═══ TEXT SHOWN

The Ministry of Food and Drug Safety designated Nusinersen and Tacrolimus as orphan drugs Thursday, modifying regulations on its selection of rare disease therapies.
The change comes as part of the ministry’s efforts to increase the number of treatments available for patients with rare diseases who have no alternatives. Rare drug designations place the drug on a fast-track system which gives it priority review during the drug approval process.
Biogen’s Nusinersen, also known as Spinraza, is a biologic drug used to treat spinal muscular atrophy (SMA) – a rare neuromuscular disorder. Patients with the genetic disorder suffer from muscular dystrophy and weakness as well as difficulty breathing, sitting, and walking.
Nusinersen’s clinical trials conducted on infants with SMA showed children treated with the injections had significantly improved motor ability compared to those untreated.
The U.S. Food and Drug Administration approved the drug in December 2016 as the first drug for SMA. The drug has also gained approval in Europe, Japan, and Canada.
Tacrolimus is used to treat keratoconjunctivitis, or inflammation of the eye. Patients with keratoconjunctivitis experience eye irritation as well as sensitivity to light which causes burning and itching. The disease causes drying of the membrane which lines the eyelids and covers the white of the eye and the cornea.
Patients may use Tacrolimus eye drops when anti-allergic agents are ineffective.

══════

• **WHAT TO DO**
• 1. Answer these questions about the orphan drug article:
(a) What priority does a rare drug designation give a drug during the approval process?
(b) What rare neuromuscular disorder is Nusinersen used to treat?
(c) When may patients use Tacrolimus eye drops?
• 2. Print the passage of the orphan drug article that runs from "Nusinersen’s clinical trials" up to and including "to those untreated.".

═══ INPUT DATA

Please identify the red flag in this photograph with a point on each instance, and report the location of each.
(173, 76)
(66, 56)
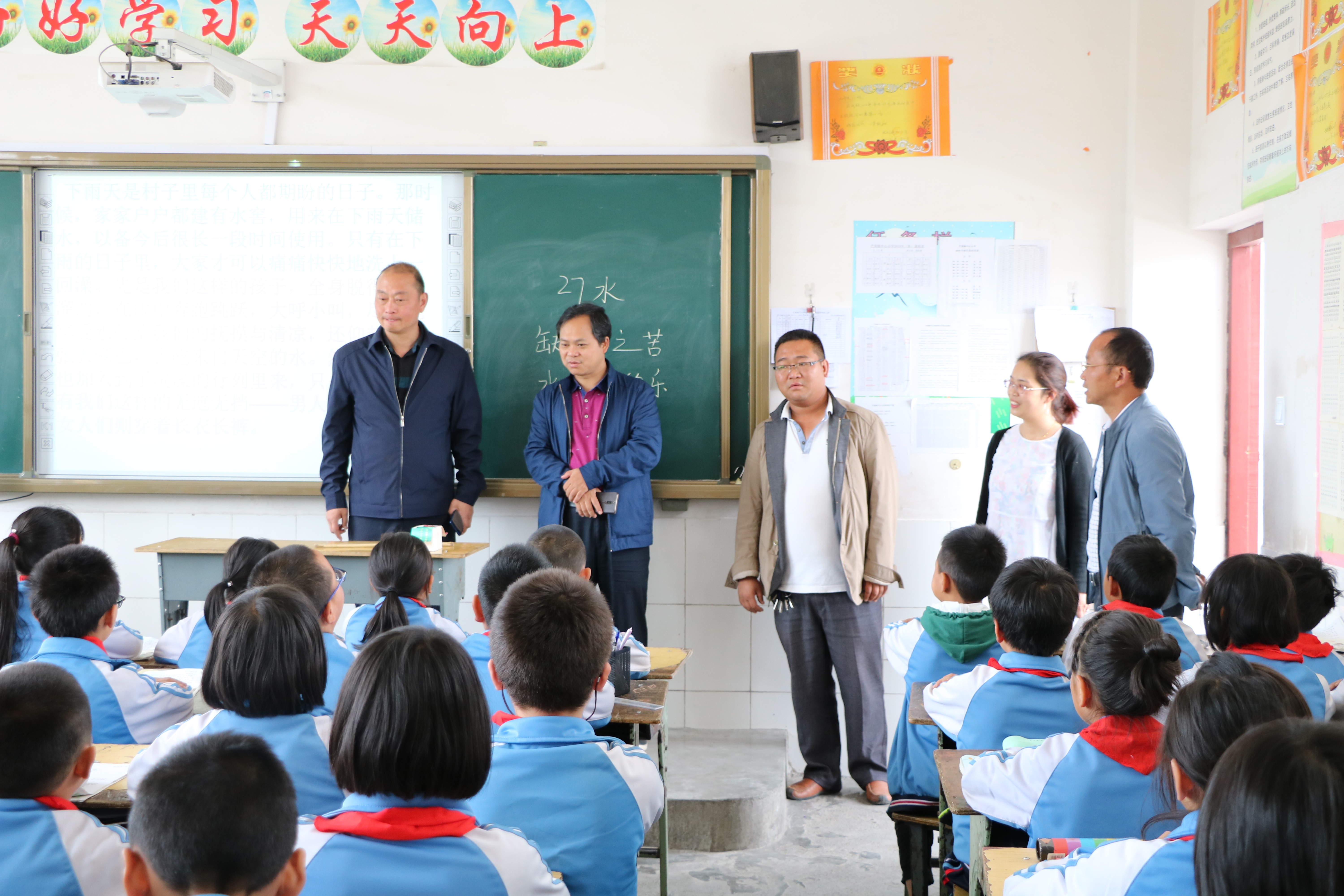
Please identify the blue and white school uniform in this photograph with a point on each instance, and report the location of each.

══════
═══ INPUT DATA

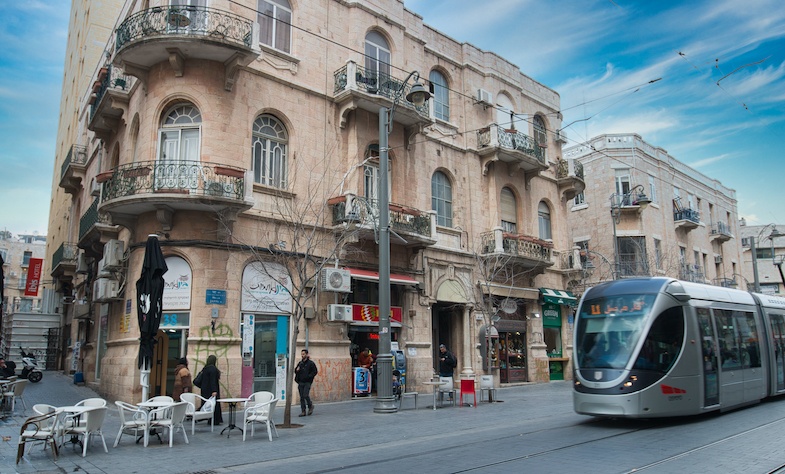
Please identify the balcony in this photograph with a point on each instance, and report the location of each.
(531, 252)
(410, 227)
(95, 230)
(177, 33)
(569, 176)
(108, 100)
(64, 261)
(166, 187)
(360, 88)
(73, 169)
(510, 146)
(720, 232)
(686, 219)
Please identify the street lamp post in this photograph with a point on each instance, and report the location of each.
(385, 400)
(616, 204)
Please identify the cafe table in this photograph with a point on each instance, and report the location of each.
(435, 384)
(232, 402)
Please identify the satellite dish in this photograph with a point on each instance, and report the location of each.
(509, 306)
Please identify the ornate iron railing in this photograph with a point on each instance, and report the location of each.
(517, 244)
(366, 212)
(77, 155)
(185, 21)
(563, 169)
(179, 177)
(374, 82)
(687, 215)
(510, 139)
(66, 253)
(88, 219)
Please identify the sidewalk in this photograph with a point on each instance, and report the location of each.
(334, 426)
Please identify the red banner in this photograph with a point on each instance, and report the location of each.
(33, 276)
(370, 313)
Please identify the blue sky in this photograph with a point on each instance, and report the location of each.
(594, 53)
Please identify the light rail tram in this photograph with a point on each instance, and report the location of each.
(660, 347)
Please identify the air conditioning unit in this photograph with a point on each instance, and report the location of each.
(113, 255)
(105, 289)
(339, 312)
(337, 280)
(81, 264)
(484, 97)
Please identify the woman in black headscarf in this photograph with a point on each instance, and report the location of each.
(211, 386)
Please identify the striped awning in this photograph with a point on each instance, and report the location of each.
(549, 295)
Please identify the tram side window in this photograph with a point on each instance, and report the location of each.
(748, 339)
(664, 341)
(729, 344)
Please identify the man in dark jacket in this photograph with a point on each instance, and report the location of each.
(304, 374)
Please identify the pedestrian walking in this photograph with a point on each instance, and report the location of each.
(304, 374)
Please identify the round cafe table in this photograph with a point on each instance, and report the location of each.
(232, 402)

══════
═══ INPUT DATA

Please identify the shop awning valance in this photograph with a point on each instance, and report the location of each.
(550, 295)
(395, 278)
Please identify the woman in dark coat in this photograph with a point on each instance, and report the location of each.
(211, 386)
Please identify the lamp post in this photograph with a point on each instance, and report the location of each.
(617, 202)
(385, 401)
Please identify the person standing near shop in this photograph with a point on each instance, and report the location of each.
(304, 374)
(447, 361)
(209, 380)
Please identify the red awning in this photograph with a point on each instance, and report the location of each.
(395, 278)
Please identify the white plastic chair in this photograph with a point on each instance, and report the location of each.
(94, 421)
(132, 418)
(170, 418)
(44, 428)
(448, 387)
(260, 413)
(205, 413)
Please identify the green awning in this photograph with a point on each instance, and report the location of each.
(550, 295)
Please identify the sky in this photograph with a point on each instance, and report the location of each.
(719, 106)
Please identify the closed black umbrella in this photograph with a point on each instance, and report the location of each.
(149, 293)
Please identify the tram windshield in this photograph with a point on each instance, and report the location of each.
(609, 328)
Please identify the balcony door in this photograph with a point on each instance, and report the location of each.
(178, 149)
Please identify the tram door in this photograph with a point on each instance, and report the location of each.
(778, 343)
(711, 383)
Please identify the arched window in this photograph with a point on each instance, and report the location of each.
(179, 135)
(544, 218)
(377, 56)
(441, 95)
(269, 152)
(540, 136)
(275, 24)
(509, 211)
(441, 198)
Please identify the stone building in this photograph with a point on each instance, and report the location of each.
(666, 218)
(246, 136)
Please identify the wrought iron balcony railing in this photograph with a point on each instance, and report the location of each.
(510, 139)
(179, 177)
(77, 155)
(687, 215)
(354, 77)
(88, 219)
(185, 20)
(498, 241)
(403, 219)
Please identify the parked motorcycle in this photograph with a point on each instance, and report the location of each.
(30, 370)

══════

• **ANSWERS IN ORDER**
• 1.
(a) Priority review, through a fast-track system.
(b) Spinal muscular atrophy (SMA).
(c) When anti-allergic agents are ineffective.

• 2.
Nusinersen’s clinical trials conducted on infants with SMA showed children treated with the injections had significantly improved motor ability compared to those untreated.